# START OF Record excerpts
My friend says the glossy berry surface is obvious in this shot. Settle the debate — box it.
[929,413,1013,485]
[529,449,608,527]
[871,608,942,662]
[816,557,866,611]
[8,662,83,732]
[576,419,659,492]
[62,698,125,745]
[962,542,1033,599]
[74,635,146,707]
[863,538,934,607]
# END OF Record excerpts
** Required work **
Update the listing above by replacing "glossy" with "shiny". Leave everything else unchanged.

** Solved exercise **
My friend says the shiny berry surface is obvious in this shot. Settle the debate — box it.
[929,413,1013,485]
[529,449,608,527]
[871,608,942,662]
[816,557,866,611]
[8,662,83,732]
[576,419,659,492]
[62,698,125,745]
[962,542,1033,599]
[74,635,146,707]
[863,538,934,607]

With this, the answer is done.